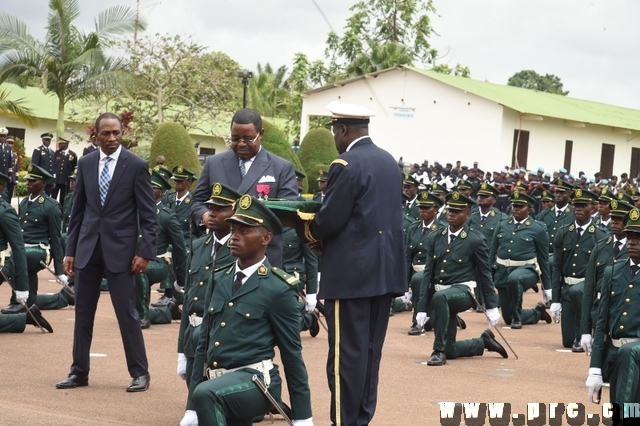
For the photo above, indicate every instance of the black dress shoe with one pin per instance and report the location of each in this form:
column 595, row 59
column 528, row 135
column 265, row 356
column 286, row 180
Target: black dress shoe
column 576, row 346
column 437, row 358
column 491, row 344
column 139, row 384
column 38, row 316
column 414, row 330
column 73, row 381
column 145, row 323
column 176, row 313
column 314, row 328
column 163, row 301
column 14, row 308
column 461, row 323
column 544, row 315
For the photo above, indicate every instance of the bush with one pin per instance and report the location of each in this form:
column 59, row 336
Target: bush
column 316, row 153
column 276, row 142
column 173, row 141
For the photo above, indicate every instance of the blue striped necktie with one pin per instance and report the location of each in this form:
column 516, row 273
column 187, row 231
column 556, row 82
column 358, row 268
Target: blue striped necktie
column 105, row 179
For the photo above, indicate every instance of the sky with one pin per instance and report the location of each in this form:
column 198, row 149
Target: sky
column 591, row 45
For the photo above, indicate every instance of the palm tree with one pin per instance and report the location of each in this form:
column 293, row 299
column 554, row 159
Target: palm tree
column 16, row 109
column 68, row 62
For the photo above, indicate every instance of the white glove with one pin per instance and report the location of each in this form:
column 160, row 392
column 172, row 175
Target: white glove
column 594, row 381
column 556, row 310
column 421, row 318
column 305, row 422
column 585, row 342
column 22, row 296
column 493, row 316
column 311, row 302
column 190, row 418
column 182, row 366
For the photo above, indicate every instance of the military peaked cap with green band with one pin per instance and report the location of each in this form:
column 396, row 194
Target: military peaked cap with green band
column 619, row 208
column 159, row 181
column 182, row 173
column 293, row 210
column 252, row 212
column 426, row 199
column 457, row 201
column 223, row 195
column 520, row 198
column 583, row 196
column 37, row 172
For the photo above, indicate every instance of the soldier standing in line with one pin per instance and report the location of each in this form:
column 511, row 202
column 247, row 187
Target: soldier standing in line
column 416, row 253
column 607, row 251
column 615, row 341
column 253, row 308
column 43, row 157
column 520, row 250
column 209, row 252
column 572, row 248
column 40, row 220
column 447, row 281
column 64, row 164
column 167, row 263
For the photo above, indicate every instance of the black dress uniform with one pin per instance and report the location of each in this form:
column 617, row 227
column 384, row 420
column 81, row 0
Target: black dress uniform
column 358, row 280
column 44, row 157
column 571, row 256
column 616, row 342
column 250, row 311
column 458, row 264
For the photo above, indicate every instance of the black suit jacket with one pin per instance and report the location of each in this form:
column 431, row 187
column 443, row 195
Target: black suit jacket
column 130, row 203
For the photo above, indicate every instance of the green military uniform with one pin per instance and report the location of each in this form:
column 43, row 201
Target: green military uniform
column 606, row 252
column 40, row 220
column 242, row 329
column 458, row 264
column 13, row 262
column 571, row 256
column 416, row 255
column 520, row 251
column 616, row 346
column 168, row 263
column 300, row 261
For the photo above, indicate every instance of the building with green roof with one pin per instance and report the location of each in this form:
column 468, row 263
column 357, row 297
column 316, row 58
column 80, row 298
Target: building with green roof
column 424, row 115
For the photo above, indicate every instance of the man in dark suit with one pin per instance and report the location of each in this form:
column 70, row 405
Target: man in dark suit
column 113, row 199
column 43, row 157
column 64, row 165
column 248, row 169
column 359, row 281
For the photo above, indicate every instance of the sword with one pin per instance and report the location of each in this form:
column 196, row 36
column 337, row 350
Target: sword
column 65, row 286
column 22, row 303
column 270, row 397
column 470, row 291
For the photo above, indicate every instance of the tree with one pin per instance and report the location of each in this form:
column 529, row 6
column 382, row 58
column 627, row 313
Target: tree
column 171, row 79
column 69, row 62
column 173, row 141
column 529, row 79
column 16, row 109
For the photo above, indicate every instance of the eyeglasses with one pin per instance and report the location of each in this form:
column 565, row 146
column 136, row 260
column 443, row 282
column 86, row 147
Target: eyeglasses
column 237, row 139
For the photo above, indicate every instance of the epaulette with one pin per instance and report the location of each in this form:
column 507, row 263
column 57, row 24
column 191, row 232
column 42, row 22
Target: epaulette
column 289, row 279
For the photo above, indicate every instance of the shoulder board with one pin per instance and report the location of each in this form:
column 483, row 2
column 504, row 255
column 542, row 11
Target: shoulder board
column 289, row 279
column 339, row 161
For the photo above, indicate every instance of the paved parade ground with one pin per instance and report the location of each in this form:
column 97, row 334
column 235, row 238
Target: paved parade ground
column 409, row 392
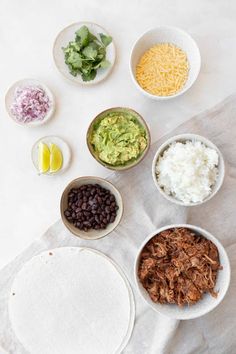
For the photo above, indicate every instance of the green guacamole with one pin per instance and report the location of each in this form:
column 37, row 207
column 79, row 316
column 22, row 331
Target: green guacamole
column 118, row 138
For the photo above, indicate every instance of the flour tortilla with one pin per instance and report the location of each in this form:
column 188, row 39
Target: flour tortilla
column 71, row 300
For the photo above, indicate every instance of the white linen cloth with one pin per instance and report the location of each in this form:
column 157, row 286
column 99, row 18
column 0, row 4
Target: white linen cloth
column 146, row 210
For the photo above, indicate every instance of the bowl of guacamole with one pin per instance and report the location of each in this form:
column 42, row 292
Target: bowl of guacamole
column 118, row 138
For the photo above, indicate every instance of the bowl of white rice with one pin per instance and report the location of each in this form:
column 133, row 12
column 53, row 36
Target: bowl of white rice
column 188, row 169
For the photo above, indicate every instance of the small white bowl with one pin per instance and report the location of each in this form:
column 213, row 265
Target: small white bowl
column 91, row 234
column 9, row 98
column 167, row 34
column 184, row 138
column 67, row 35
column 63, row 146
column 202, row 307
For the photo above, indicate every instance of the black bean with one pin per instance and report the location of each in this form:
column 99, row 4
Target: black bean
column 83, row 206
column 91, row 207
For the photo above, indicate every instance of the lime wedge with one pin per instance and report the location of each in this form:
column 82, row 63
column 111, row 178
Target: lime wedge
column 43, row 157
column 55, row 158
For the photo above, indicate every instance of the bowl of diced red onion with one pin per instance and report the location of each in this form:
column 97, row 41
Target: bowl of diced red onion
column 29, row 102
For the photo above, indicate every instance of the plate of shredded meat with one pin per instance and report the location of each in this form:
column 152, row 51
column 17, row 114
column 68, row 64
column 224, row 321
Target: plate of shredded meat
column 182, row 271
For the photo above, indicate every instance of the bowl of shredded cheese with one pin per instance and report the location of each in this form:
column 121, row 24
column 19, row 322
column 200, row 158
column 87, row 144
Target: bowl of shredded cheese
column 188, row 169
column 165, row 62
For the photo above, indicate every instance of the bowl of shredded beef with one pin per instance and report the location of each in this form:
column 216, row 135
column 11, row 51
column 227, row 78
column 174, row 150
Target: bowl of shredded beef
column 182, row 271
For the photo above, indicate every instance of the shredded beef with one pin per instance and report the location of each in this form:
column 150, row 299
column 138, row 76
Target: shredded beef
column 178, row 266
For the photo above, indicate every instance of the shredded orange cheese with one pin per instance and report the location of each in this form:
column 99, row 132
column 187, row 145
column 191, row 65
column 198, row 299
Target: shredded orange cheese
column 163, row 70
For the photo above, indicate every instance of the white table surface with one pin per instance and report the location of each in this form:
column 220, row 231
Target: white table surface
column 29, row 203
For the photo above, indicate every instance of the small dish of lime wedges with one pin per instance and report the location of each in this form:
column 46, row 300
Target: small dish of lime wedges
column 50, row 155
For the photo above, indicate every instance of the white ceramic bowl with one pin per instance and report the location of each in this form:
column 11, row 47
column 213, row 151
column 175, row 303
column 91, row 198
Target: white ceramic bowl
column 9, row 98
column 208, row 303
column 119, row 110
column 184, row 138
column 167, row 34
column 63, row 146
column 67, row 35
column 91, row 234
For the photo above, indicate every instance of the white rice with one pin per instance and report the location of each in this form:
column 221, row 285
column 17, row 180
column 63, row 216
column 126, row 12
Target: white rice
column 188, row 171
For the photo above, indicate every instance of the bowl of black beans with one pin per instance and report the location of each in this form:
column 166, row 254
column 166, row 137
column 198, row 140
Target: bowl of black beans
column 91, row 207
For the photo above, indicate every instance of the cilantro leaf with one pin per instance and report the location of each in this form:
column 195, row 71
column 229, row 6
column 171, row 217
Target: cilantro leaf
column 89, row 52
column 86, row 54
column 75, row 60
column 82, row 36
column 106, row 40
column 89, row 76
column 105, row 64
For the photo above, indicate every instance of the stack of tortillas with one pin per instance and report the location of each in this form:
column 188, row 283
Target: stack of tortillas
column 71, row 300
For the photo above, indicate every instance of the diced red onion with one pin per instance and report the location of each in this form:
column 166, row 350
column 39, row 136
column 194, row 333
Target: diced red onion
column 31, row 103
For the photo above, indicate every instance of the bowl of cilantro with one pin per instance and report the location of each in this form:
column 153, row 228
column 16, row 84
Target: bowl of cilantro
column 84, row 53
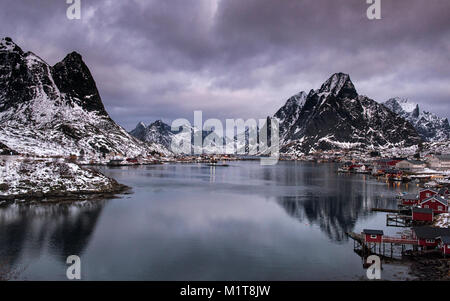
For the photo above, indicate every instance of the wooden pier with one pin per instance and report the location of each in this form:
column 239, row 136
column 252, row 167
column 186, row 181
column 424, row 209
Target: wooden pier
column 387, row 247
column 398, row 220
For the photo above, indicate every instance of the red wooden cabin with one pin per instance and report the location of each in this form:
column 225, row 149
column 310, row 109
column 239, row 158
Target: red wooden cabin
column 426, row 193
column 444, row 244
column 422, row 214
column 375, row 236
column 427, row 237
column 437, row 203
column 408, row 199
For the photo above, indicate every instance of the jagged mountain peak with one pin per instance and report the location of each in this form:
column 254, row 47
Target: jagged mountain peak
column 339, row 84
column 7, row 44
column 141, row 125
column 56, row 110
column 429, row 126
column 402, row 104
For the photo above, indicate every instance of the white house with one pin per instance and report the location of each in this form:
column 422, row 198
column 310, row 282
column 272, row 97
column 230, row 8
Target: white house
column 441, row 162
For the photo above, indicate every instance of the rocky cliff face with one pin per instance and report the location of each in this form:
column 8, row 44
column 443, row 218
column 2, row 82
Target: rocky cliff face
column 429, row 126
column 55, row 110
column 335, row 116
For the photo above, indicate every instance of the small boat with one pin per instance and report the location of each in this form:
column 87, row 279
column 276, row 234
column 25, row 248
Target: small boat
column 218, row 164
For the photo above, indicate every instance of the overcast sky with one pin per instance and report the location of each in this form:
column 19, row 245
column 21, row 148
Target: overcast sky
column 163, row 59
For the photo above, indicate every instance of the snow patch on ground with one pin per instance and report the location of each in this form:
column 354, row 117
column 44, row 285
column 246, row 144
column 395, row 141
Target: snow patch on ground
column 24, row 177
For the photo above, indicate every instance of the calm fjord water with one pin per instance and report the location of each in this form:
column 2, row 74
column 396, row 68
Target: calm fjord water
column 194, row 222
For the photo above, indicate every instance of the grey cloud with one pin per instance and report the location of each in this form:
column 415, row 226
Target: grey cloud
column 232, row 58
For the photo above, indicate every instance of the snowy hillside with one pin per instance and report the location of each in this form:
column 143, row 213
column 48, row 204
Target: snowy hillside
column 161, row 134
column 56, row 110
column 335, row 116
column 25, row 178
column 429, row 126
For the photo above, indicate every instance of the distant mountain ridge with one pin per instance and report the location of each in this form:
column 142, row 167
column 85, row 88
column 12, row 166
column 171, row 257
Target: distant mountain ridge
column 56, row 110
column 429, row 126
column 161, row 134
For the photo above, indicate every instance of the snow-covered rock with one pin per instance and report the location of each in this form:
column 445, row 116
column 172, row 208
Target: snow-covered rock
column 44, row 178
column 336, row 117
column 429, row 126
column 160, row 134
column 56, row 110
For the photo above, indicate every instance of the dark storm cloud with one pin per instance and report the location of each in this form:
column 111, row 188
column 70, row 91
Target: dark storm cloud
column 234, row 58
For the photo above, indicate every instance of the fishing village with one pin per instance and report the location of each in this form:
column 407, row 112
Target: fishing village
column 423, row 216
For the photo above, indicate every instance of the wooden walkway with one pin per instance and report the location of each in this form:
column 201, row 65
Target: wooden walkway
column 399, row 240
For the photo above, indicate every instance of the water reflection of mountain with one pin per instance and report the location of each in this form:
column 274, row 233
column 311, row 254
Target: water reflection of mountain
column 62, row 229
column 338, row 205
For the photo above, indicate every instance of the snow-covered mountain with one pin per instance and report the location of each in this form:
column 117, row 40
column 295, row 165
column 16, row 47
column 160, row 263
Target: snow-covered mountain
column 55, row 110
column 429, row 126
column 160, row 134
column 335, row 116
column 289, row 113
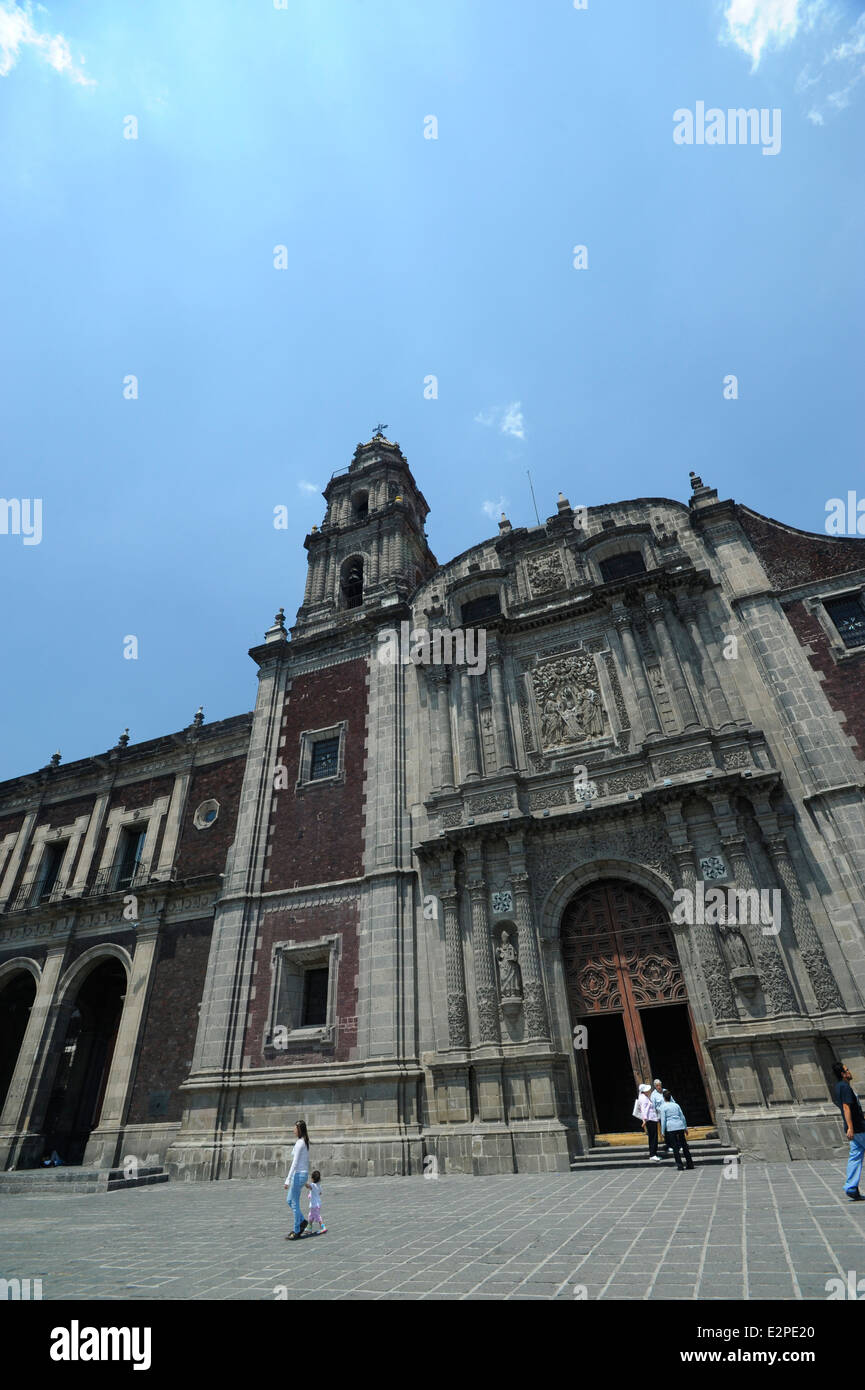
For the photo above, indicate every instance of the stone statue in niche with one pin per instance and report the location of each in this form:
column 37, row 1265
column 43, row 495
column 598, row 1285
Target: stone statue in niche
column 569, row 699
column 511, row 987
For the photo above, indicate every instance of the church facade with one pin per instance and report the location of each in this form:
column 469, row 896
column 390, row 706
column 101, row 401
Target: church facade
column 501, row 838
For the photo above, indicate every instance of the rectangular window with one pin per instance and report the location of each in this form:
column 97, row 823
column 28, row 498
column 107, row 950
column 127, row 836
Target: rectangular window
column 49, row 872
column 619, row 566
column 849, row 617
column 314, row 998
column 477, row 609
column 130, row 856
column 326, row 759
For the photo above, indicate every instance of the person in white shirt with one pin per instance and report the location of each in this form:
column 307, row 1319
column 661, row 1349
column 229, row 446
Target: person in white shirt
column 650, row 1121
column 295, row 1180
column 314, row 1204
column 658, row 1102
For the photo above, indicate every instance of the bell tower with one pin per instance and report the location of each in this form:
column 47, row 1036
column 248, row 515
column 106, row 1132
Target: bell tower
column 372, row 548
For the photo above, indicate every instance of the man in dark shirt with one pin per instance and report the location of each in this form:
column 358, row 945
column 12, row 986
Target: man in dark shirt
column 854, row 1127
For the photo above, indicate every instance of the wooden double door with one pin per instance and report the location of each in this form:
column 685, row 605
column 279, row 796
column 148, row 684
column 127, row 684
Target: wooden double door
column 626, row 987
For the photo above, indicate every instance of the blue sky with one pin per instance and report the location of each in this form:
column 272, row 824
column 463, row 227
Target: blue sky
column 406, row 256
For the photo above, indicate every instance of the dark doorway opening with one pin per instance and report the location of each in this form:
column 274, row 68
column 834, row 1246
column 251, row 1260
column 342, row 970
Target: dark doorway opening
column 15, row 1004
column 82, row 1072
column 611, row 1072
column 671, row 1048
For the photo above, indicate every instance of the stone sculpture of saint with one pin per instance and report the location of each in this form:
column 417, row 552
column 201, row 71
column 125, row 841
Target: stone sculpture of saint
column 509, row 970
column 588, row 710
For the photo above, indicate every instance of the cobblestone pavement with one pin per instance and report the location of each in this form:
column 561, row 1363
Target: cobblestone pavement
column 778, row 1230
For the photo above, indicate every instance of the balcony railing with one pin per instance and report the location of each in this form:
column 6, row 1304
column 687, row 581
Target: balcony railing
column 120, row 877
column 35, row 894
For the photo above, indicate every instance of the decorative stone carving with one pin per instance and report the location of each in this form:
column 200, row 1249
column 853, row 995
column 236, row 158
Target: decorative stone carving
column 626, row 781
column 569, row 699
column 511, row 984
column 547, row 797
column 712, row 866
column 545, row 573
column 494, row 801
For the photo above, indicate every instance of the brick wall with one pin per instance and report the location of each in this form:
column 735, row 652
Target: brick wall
column 790, row 556
column 316, row 831
column 203, row 851
column 173, row 1015
column 843, row 681
column 309, row 925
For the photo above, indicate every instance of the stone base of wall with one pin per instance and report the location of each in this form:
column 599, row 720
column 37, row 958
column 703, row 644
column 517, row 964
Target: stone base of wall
column 775, row 1137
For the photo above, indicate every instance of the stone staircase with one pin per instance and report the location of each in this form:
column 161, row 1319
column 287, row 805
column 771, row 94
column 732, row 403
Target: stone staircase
column 618, row 1151
column 57, row 1180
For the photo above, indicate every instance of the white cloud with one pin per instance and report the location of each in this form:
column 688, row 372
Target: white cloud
column 513, row 421
column 18, row 31
column 509, row 419
column 494, row 509
column 761, row 25
column 757, row 25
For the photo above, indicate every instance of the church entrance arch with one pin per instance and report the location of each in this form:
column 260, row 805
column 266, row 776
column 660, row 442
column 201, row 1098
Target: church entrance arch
column 626, row 987
column 85, row 1059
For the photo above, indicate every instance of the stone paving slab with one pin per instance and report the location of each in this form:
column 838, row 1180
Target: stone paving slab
column 776, row 1230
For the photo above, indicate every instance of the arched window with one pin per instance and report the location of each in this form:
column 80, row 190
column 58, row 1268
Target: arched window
column 352, row 583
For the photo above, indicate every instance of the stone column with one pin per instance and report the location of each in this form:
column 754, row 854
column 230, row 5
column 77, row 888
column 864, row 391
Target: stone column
column 775, row 980
column 712, row 690
column 501, row 723
column 173, row 823
column 636, row 670
column 534, row 1001
column 672, row 666
column 458, row 1016
column 733, row 702
column 17, row 855
column 98, row 816
column 442, row 774
column 484, row 963
column 708, row 948
column 32, row 1055
column 319, row 574
column 470, row 755
column 118, row 1086
column 810, row 944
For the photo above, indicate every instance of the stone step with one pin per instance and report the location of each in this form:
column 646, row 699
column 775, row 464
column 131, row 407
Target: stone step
column 78, row 1179
column 702, row 1151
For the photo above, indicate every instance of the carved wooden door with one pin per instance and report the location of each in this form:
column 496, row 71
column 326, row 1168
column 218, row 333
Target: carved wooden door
column 619, row 958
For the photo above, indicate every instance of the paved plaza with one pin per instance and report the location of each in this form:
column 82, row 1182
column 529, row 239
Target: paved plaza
column 776, row 1230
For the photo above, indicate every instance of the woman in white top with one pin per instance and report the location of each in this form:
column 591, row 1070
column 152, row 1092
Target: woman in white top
column 296, row 1178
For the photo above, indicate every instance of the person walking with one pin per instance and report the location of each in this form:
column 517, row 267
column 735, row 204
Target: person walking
column 650, row 1121
column 658, row 1102
column 314, row 1204
column 675, row 1127
column 296, row 1179
column 854, row 1127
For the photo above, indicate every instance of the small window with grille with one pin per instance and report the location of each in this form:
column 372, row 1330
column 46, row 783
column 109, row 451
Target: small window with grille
column 619, row 566
column 326, row 759
column 849, row 617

+++

Recast the records as a numbered list, starting at the line containing "For the photo above, indicate every instance of the white cloud" and running through the line containing "column 619, row 958", with both of those lines included. Omit any blank lines.

1. For the photo above, indicate every instance of the white cloud with one pin per instance and report the location of each in this form:
2. column 688, row 372
3. Target: white cloud
4. column 513, row 421
5. column 18, row 31
6. column 509, row 419
7. column 494, row 509
8. column 761, row 25
9. column 757, row 25
10. For the photo above, indicate every instance of the church entrance arch with one pin per instance and report the location of each in this form:
11. column 260, row 805
12. column 266, row 776
13. column 660, row 442
14. column 201, row 1098
15. Target: church entrance arch
16. column 626, row 987
17. column 85, row 1059
18. For the photo above, indicate every instance of the stone paving slab with one pin per instance and report the location of each in this form:
19. column 838, row 1180
20. Target: stone paving slab
21. column 776, row 1230
22. For the photo above, indicate every instance of the arched window with one pin per instance and report the location of each in this form:
23. column 80, row 190
24. column 58, row 1268
25. Target: arched window
26. column 352, row 583
27. For the photo above, indicate every instance of the stone column with one pin per instance and report the location of each in this form:
28. column 754, row 854
29. column 230, row 5
30. column 77, row 888
31. column 864, row 391
32. Target: stone column
33. column 775, row 980
34. column 712, row 690
35. column 501, row 723
36. column 173, row 823
37. column 636, row 670
38. column 534, row 1001
39. column 672, row 666
40. column 458, row 1016
41. column 733, row 702
42. column 17, row 855
43. column 98, row 816
44. column 442, row 774
45. column 484, row 963
46. column 708, row 948
47. column 32, row 1055
48. column 319, row 574
49. column 470, row 755
50. column 118, row 1086
51. column 810, row 944
52. For the photo above, indicate every instance of the stone step with one pin per instance and report the location of each in this form:
53. column 646, row 699
54. column 775, row 464
55. column 131, row 407
56. Target: stone step
57. column 78, row 1179
58. column 702, row 1151
59. For the photo above, indicate every instance of the carved wooden door with one pin per instance and report the location of each in this form:
60. column 496, row 71
61. column 326, row 1168
62. column 218, row 333
63. Target: carved wooden door
64. column 619, row 958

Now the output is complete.